=== Data for review ===
* * *

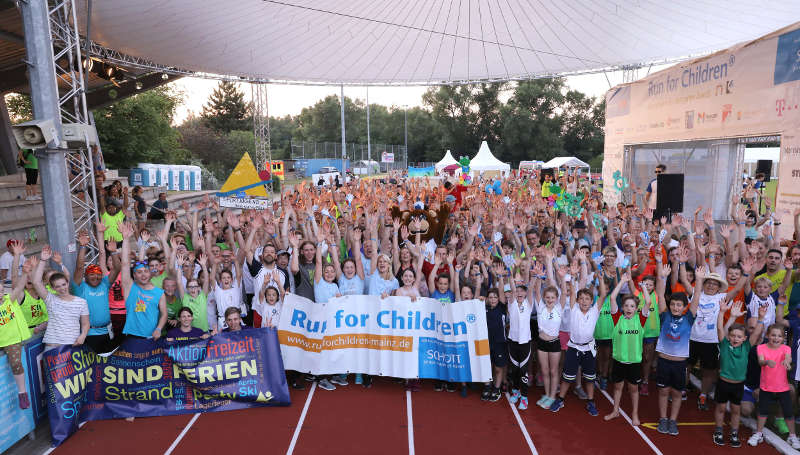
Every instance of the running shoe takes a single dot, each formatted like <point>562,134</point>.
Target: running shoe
<point>673,428</point>
<point>326,385</point>
<point>702,402</point>
<point>591,408</point>
<point>24,402</point>
<point>756,439</point>
<point>719,438</point>
<point>734,439</point>
<point>780,425</point>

* * *

=== To do ===
Output every entry above exactly as written, but omit the pictures.

=== Written answer ===
Every instance of the running shoe takes a single dot, each formatted like <point>562,134</point>.
Target: running shoe
<point>673,428</point>
<point>326,385</point>
<point>702,402</point>
<point>591,408</point>
<point>24,402</point>
<point>756,439</point>
<point>719,438</point>
<point>734,439</point>
<point>780,425</point>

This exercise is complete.